Extract provided:
☆ ☆ ☆ ☆

The government says it hopes two new pilot projects will end the postcode lottery in NHS provision of wheelchairs and lead to new national standards.
The projects will start immediately and take place across the NHS South West and NHS East of England regions, and aim to develop a more consistent approach to NHS wheelchair services over the next year.
Good practice will be shared “as it emerges”, with a report due at the end of the year.
The pilot projects are the latest in a series of government efforts to improve wheelchair services over the last eight years.
In 2002, health minister Jacqui Smith announced the launch of a “Wheelchair Services Collaborative”, a partnership between the Department of Health and the NHS Modernisation Agency that aimed to “support significant improvements in NHS wheelchair services”.
And in 2006, prime minister Tony Blair announced that a Transforming Community Equipment and Wheelchair Services programme would aim by the following year to find a new way of delivering equipment, with a bigger role for charities.

☆ ☆ ☆ ☆

Please edit the part of the NHS wheelchair article above that opens with the words containing "The government says" and closes with "the next year.", then give it again with "pilot projects" replaced by "trial schemes".

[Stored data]
☆ ☆ ☆ ☆

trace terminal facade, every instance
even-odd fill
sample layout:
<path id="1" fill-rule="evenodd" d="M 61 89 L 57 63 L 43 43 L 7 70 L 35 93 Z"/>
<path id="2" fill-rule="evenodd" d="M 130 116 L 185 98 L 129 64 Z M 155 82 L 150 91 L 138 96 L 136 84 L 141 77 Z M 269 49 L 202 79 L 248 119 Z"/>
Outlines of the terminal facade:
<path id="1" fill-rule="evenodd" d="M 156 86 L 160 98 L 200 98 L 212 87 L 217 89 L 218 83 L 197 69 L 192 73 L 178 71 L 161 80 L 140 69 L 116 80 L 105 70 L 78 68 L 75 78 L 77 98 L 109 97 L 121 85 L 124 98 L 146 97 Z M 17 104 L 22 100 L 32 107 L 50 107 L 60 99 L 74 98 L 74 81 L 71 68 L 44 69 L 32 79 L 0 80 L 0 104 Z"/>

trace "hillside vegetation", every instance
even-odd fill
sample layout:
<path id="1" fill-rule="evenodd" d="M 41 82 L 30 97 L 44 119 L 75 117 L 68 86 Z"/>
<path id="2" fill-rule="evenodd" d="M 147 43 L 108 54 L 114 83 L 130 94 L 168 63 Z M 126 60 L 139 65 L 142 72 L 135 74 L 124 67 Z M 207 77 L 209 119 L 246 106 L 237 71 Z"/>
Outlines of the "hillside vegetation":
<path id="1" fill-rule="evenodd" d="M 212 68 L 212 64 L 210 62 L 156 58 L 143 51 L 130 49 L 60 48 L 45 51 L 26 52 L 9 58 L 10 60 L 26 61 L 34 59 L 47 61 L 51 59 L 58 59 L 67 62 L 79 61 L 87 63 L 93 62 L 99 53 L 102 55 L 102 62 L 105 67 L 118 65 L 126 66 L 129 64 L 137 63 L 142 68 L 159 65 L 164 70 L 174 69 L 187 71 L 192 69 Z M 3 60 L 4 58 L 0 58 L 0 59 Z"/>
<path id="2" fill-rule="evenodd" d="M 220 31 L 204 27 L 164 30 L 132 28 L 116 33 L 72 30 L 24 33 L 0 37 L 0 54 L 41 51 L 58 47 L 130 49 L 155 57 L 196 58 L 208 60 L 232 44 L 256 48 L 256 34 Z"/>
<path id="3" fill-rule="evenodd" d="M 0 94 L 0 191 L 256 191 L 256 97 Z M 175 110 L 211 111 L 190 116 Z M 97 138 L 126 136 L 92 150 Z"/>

☆ ☆ ☆ ☆

Solution:
The government says it hopes two new trial schemes will end the postcode lottery in NHS provision of wheelchairs and lead to new national standards.
The projects will start immediately and take place across the NHS South West and NHS East of England regions, and aim to develop a more consistent approach to NHS wheelchair services over the next year.